_Brief:_ Every line from the one with "Target: mountain range" through the end of the records below should be restated word for word, and nothing outside that span.

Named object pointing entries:

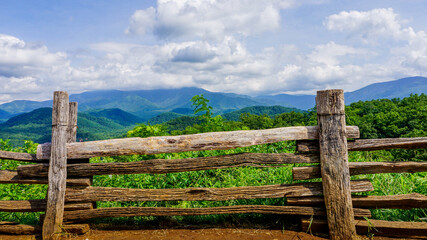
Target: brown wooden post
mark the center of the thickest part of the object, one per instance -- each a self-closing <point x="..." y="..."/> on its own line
<point x="334" y="164"/>
<point x="57" y="166"/>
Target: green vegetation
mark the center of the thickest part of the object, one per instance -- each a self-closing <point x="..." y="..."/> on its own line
<point x="376" y="119"/>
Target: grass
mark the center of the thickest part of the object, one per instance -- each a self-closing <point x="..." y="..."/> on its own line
<point x="384" y="184"/>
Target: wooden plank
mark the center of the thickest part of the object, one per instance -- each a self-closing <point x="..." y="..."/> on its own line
<point x="167" y="211"/>
<point x="370" y="144"/>
<point x="183" y="143"/>
<point x="375" y="227"/>
<point x="404" y="201"/>
<point x="24" y="157"/>
<point x="21" y="229"/>
<point x="58" y="166"/>
<point x="334" y="164"/>
<point x="357" y="168"/>
<point x="173" y="165"/>
<point x="7" y="176"/>
<point x="90" y="194"/>
<point x="37" y="205"/>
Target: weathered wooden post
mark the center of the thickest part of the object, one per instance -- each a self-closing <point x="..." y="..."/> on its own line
<point x="57" y="166"/>
<point x="334" y="164"/>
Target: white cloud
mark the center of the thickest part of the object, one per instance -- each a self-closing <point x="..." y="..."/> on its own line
<point x="367" y="26"/>
<point x="211" y="19"/>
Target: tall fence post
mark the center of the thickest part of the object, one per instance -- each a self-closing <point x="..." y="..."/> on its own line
<point x="57" y="166"/>
<point x="334" y="164"/>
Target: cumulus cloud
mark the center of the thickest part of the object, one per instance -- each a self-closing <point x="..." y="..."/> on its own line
<point x="28" y="69"/>
<point x="212" y="19"/>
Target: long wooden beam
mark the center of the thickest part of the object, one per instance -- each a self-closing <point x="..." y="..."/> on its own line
<point x="7" y="176"/>
<point x="370" y="144"/>
<point x="168" y="211"/>
<point x="375" y="227"/>
<point x="90" y="194"/>
<point x="37" y="205"/>
<point x="183" y="143"/>
<point x="172" y="165"/>
<point x="404" y="201"/>
<point x="17" y="156"/>
<point x="357" y="168"/>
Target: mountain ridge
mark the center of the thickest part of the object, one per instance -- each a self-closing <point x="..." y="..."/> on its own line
<point x="147" y="104"/>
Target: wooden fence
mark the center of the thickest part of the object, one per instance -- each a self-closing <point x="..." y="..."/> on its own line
<point x="64" y="165"/>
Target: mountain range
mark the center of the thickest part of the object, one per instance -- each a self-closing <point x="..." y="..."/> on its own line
<point x="110" y="113"/>
<point x="150" y="103"/>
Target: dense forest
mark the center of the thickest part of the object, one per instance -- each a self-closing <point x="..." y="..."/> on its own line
<point x="383" y="118"/>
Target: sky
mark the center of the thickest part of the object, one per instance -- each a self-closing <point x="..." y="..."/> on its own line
<point x="248" y="47"/>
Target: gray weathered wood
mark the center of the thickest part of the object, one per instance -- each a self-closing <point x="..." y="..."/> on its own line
<point x="357" y="168"/>
<point x="173" y="165"/>
<point x="334" y="164"/>
<point x="37" y="205"/>
<point x="183" y="143"/>
<point x="369" y="144"/>
<point x="404" y="201"/>
<point x="7" y="176"/>
<point x="376" y="227"/>
<point x="164" y="211"/>
<point x="90" y="194"/>
<point x="58" y="166"/>
<point x="24" y="157"/>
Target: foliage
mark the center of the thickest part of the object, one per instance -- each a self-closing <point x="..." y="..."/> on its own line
<point x="376" y="119"/>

_Output below:_
Target: mountain range
mark the center of the thickest part of the object, one per instance -- each a self-closing <point x="..." y="..."/> on its own line
<point x="110" y="113"/>
<point x="150" y="103"/>
Target: dense forest
mark the center of the thickest part of the object, one per instance -- each a self-closing <point x="..." y="..."/> on its own line
<point x="383" y="118"/>
Target: sky
mark the center of the thickest part of the object, one per instance -- each a self-closing <point x="..." y="..."/> on its own line
<point x="248" y="47"/>
Target: gray weathered wood
mark the center of the thickest part of the object, one per instance -- each a self-closing <point x="..." y="..."/> on its own line
<point x="357" y="168"/>
<point x="173" y="165"/>
<point x="334" y="164"/>
<point x="37" y="205"/>
<point x="183" y="143"/>
<point x="369" y="144"/>
<point x="404" y="201"/>
<point x="7" y="176"/>
<point x="376" y="227"/>
<point x="164" y="211"/>
<point x="90" y="194"/>
<point x="58" y="166"/>
<point x="24" y="157"/>
Target: foliage
mark the center of the thickest part of the object, one per instance -- each a self-closing <point x="..." y="..."/> on its own line
<point x="376" y="119"/>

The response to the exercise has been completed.